• **REQUIREMENT**
All of the data should be repeated exactly; pictures are not part of the copy.

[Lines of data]
....................
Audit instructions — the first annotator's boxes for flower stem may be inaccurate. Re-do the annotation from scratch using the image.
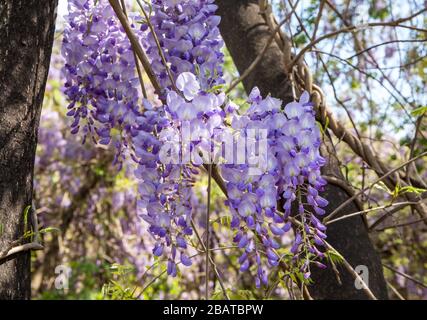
[205,163,212,300]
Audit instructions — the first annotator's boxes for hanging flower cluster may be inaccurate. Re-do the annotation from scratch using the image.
[221,88,327,286]
[62,0,142,162]
[63,0,327,287]
[143,0,224,90]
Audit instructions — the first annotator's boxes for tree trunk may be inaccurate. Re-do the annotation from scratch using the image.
[216,0,388,299]
[0,0,57,299]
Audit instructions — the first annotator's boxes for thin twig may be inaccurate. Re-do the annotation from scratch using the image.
[323,152,427,222]
[108,0,162,95]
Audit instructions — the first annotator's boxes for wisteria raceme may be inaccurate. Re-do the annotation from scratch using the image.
[62,0,142,165]
[63,0,327,287]
[221,88,327,287]
[143,0,223,91]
....................
• **RESPONSE FOR THIS EXERCISE**
Audit instructions — the first annotator's boxes for flower stem may be inaccurate. Re-do the annotation from scratch using the image.
[205,163,212,300]
Audit instructions — the first annotator's boxes for hanging flower cluster may be inaccurate. Re-do the annotation from scratch using the image.
[221,88,327,286]
[62,0,142,162]
[63,0,327,287]
[143,0,224,90]
Audit instructions — the first annotator's boxes for tree trunk may be inaccurate. Re-do the annotation from scratch using the image.
[216,0,388,299]
[0,0,57,299]
Audit instructions — the first annotator's boxes for thin twig may be inaccurate. Re-do the annotation from scratch using the image.
[323,152,427,222]
[108,0,162,95]
Audit instructions — the first annotator's boxes for wisteria raceme may be inaccurate. Re-do the annotation from scratch using the image.
[62,0,142,165]
[63,0,327,287]
[221,88,327,287]
[143,0,223,91]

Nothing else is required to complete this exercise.